> [The task]: Render the rows below as a numbered list, leaving out any blank lines.

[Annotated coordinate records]
══════════

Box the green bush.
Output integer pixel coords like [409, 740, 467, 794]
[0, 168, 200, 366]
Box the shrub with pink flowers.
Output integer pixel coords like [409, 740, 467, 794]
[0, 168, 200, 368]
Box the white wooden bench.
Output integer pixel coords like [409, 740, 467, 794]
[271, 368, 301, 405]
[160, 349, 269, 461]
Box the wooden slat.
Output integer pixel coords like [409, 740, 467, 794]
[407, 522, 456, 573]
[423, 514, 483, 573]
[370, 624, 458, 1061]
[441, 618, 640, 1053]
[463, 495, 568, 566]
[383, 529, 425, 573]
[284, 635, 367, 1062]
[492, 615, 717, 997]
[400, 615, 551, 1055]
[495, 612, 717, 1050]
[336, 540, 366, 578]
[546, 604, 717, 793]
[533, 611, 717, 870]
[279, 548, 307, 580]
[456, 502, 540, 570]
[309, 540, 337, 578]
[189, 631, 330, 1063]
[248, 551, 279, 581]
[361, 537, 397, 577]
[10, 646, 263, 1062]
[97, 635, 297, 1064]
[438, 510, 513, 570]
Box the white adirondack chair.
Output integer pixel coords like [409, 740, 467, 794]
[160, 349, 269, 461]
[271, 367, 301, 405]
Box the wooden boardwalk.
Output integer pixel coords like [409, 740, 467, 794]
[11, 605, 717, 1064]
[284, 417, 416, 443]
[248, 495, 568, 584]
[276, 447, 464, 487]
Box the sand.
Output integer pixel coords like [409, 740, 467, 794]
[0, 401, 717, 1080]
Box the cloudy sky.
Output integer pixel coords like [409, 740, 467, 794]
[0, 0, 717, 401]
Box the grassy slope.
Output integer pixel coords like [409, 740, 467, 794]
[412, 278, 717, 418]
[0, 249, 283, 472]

══════════

> [The answer]:
1. Box the green bush.
2. Output integer pixel coords like [409, 740, 467, 794]
3. [0, 168, 200, 366]
4. Box the shrub with pink flowers.
5. Output integer pixel coords like [409, 740, 467, 794]
6. [0, 168, 200, 368]
7. Box the white wooden bench.
8. Output integer pixel coords like [409, 740, 467, 794]
9. [271, 368, 301, 405]
10. [160, 349, 269, 461]
11. Box the wooden slat.
12. Output integer pixel coords like [409, 740, 467, 794]
13. [407, 522, 456, 573]
14. [423, 514, 483, 573]
15. [370, 624, 458, 1061]
16. [441, 618, 640, 1053]
17. [463, 495, 568, 566]
18. [383, 529, 425, 573]
19. [284, 635, 367, 1062]
20. [492, 615, 717, 997]
21. [400, 615, 551, 1055]
22. [495, 612, 717, 1050]
23. [336, 540, 366, 578]
24. [546, 604, 717, 793]
25. [533, 611, 717, 870]
26. [279, 548, 307, 580]
27. [456, 502, 540, 570]
28. [309, 540, 337, 578]
29. [189, 631, 330, 1063]
30. [248, 551, 279, 581]
31. [361, 537, 397, 577]
32. [10, 646, 263, 1062]
33. [97, 635, 297, 1064]
34. [438, 510, 513, 570]
35. Box the white adirondack chair.
36. Output integer pixel coords like [409, 740, 467, 794]
37. [160, 349, 269, 461]
38. [271, 367, 301, 405]
39. Box the wooden boardwalk.
40. Output integer pixel coords like [409, 740, 467, 794]
41. [11, 605, 717, 1064]
42. [284, 417, 416, 443]
43. [248, 495, 568, 584]
44. [276, 447, 464, 487]
45. Box the sand.
46. Output integer pixel coords like [409, 740, 467, 794]
47. [0, 401, 717, 1080]
48. Box the cloudy sky.
49. Output integer pixel coords like [409, 740, 467, 794]
50. [0, 0, 717, 401]
51. Box the grassy slope.
52. Output integer pixel coords like [409, 740, 467, 794]
53. [412, 278, 717, 418]
54. [0, 249, 283, 472]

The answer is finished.